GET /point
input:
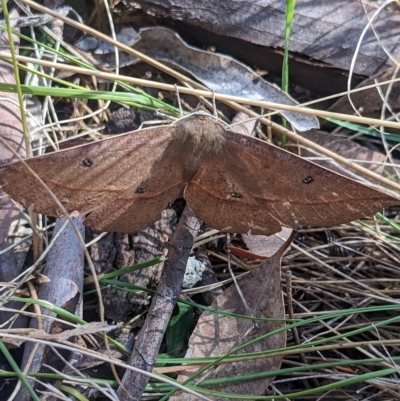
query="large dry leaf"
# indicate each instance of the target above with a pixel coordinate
(216, 335)
(221, 73)
(233, 182)
(324, 31)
*****
--- GOAL OF THE EXERCISE ---
Copy every text line of the records above verbatim, leaving out the pictures.

--- WRITTEN RESPONSE ---
GET /point
input:
query="large dry leaf"
# indicate each instance of the target above with a pixel coordinate
(216, 335)
(221, 73)
(233, 182)
(324, 31)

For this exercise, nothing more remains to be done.